> [Given text]:
..........

This can be unsettling, at the least. When a woman who has been taught to wait for the lead to the cross finds herself dancing for the first time with a man who expects an automatic cross, the results can be confusing. When a woman who has learned strictly milonguero style dances for the first time with a partner who frequently opens the embrace, she feels abandoned. And her partner may feel smothered.

 Every Tango community has a unique accent. Every Tango dancer has their own accent as well. The reason we dance tandas is that it often takes at least 3 songs to learn your partner's accent, to adapt your own dancing to that accent, and finally, to blissfully enjoy the dance for a song or two.

 Whenever I go to a new community, I try if possible to take an introductory class or two with the local teacher. I find that to be the quickest way to learn the local accent. And I usually learn something. A good teacher will generally explain, if asked, why they teach one way and not another (it may be as simple as personal preference). This is a great way to expand your own Tango horizons - as long as you do not waste it by complaining that your own teacher does it differently.

 Experienced dancers know not to judge. They know that differences in style do not necessarily reflect lack of competence. We all have our preferences, and that is OK. But if your preferences are solely due to unwillingness to be open to different accents, you miss out on one of the best parts of Tango - the joy of creating a new dance with each new partner.

Sunday, July 3, 2016

Who Says Ballroom Dancers Can't Dance Tango?

I have often found that there is a scorn for Ballroom dancers among teachers of Argentine Tango. This manifests itself in numerous ways.

I disagree, and would like to address some of the more ridiculous statements.

- "Ballroom dancers can't understand Tango".
No one can understand Tango until they learn it. Even the most advanced Ballroom dancers are beginners when they start to learn Tango. Why in the world would you hold Ballroom dancers to a different standard than everyone else?

- "Ballroom dancers can't learn Tango"
This is just flat-out absurd. Yes, Ballroom dancers have to learn a lot of new concepts. Ballroom is a lot more structured than Tango. There is less room for improvisation. But anyone who has danced with a really good Ballroom dancer knows that it is not choreographed, and can be very creative. Once Ballroom dancers get past the idea that there is a step pattern for everything, and master the concept of an embrace rather than a frame, they usually do quite well.  They ARE dancers, after all.

- "Ballroom Teachers can't teach Tango"
Obviously, you cannot teach what you do not know.  But dance teachers can teach both, if they know both.

The problem is when a Ballroom teacher decides to teach Tango as another ballroom dance, teaching a set series of steps. Tango does not work that way. I do not understand why a Ballroom teacher who spent years mastering their craft would assume that a few workshops and youtube videos would qualify them to teach Tango. If a Ballroom teacher wishes to teach Tango s/he must put in at least the same hours of study that they put in to learn Ballroom, and must approach the process with the mindset of a total beginner. If they do so, it is quite possible for a teacher to be competent in both disciplines.

- "I have never been able to teach Ballroom dancers to dance Tango"

This is a common complaint among Tango teachers who have no Ballroom background. If you do not understand how the dances differ, it is hard to explain it to your students. I firmly believe that every Tango teacher should spend enough time learning Ballroom to be able to understand the differences.

..........

> [Given entries]:
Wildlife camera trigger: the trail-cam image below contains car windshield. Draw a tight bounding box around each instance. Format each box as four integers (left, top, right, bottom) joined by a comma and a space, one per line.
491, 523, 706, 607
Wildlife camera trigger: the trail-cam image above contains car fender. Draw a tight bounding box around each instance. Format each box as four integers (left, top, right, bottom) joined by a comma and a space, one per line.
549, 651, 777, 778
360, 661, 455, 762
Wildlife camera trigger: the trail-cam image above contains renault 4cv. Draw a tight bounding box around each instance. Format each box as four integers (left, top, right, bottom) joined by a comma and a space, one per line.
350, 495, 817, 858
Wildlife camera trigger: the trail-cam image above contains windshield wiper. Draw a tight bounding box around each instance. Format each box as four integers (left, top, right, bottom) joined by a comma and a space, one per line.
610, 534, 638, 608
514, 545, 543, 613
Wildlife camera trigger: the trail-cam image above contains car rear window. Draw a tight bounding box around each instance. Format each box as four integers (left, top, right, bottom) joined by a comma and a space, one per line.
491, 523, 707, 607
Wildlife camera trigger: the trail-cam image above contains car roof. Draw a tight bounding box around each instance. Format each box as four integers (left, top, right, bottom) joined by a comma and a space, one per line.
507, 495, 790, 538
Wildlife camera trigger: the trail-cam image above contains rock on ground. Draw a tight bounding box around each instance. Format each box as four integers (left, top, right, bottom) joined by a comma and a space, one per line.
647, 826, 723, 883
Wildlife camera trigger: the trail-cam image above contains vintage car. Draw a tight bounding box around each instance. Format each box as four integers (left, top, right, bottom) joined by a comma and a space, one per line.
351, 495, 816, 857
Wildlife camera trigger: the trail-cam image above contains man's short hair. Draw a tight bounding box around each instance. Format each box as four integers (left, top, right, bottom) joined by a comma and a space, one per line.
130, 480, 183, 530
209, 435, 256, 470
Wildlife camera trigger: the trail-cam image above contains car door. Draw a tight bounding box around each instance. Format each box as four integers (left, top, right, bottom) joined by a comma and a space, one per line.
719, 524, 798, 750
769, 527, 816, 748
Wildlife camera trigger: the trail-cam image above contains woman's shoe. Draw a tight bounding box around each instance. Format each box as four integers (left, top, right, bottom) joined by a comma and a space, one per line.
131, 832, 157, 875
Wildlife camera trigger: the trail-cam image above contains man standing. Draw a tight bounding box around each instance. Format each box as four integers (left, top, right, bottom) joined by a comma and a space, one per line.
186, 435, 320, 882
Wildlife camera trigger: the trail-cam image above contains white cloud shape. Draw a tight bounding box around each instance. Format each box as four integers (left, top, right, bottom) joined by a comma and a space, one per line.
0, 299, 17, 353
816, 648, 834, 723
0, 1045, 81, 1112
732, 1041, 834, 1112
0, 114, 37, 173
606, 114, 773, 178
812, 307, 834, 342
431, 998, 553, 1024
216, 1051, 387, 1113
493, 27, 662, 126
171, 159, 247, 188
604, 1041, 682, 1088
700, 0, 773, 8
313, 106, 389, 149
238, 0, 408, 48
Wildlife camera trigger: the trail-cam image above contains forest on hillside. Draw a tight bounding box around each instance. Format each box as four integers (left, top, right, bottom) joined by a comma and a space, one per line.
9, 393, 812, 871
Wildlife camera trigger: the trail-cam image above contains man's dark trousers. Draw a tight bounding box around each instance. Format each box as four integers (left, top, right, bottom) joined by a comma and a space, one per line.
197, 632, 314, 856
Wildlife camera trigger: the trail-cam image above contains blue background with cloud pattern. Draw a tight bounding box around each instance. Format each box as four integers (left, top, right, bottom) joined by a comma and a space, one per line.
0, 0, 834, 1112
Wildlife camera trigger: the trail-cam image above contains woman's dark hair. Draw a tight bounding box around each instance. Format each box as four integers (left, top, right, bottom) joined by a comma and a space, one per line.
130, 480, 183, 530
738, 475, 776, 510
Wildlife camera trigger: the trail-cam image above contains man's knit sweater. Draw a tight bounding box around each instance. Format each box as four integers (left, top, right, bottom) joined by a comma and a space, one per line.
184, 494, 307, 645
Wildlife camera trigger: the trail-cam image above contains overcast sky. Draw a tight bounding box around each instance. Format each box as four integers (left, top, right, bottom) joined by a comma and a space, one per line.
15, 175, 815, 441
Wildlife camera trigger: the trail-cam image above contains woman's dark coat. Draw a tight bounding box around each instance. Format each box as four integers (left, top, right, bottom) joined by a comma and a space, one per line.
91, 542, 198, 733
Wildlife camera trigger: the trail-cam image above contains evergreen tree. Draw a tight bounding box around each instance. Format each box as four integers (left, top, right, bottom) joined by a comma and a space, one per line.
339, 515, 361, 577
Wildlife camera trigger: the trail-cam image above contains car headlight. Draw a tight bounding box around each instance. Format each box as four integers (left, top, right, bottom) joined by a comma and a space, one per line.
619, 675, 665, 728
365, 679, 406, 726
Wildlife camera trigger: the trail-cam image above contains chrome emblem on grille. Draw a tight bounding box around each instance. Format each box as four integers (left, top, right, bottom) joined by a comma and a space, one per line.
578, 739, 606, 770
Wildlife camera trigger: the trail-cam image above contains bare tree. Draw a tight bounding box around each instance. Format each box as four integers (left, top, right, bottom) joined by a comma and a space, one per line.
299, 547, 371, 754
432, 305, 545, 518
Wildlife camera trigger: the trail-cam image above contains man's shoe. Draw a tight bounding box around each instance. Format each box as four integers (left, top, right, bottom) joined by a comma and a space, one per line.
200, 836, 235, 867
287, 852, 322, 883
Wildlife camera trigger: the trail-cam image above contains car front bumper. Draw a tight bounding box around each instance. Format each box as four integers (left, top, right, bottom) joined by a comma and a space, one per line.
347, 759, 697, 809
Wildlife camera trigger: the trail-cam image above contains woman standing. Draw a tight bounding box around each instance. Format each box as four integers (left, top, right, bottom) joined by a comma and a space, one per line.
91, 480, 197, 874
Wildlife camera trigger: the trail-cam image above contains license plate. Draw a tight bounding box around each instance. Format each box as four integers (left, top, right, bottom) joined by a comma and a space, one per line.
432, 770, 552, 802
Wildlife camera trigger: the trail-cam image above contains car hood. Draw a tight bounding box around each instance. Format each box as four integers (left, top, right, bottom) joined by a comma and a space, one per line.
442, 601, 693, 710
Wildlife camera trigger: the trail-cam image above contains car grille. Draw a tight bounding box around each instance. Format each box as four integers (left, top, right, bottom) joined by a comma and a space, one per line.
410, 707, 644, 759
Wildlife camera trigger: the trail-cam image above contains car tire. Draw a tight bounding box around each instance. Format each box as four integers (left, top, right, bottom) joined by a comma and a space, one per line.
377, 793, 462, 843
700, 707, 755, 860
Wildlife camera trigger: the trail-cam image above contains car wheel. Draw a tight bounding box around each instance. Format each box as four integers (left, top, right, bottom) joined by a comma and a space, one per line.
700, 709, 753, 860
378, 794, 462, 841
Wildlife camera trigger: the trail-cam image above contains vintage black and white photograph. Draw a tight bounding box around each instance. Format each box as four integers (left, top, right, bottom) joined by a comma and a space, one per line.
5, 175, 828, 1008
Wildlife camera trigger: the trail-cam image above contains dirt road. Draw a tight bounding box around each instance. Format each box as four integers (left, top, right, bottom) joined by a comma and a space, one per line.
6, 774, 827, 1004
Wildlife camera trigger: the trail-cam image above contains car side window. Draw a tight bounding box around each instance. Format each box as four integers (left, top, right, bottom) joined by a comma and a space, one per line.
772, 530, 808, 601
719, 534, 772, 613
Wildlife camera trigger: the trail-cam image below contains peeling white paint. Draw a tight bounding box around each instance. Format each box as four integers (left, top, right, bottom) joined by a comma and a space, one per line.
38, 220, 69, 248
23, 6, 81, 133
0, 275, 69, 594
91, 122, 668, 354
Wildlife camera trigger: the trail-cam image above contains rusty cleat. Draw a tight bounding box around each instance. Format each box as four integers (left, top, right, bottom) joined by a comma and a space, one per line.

..........

> [Exercise instructions]:
1. List every statement that the Tango text sets in quotation marks and then argues against.
2. According to the Tango text, why are tandas danced?

> [Answers to the tasks]:
1.
- "Ballroom dancers can't understand Tango"
- "Ballroom dancers can't learn Tango"
- "Ballroom Teachers can't teach Tango"
- "I have never been able to teach Ballroom dancers to dance Tango"

2. It often takes at least three songs to learn a partner's accent and adapt your own dancing to it. Only then can you blissfully enjoy the dance for a song or two.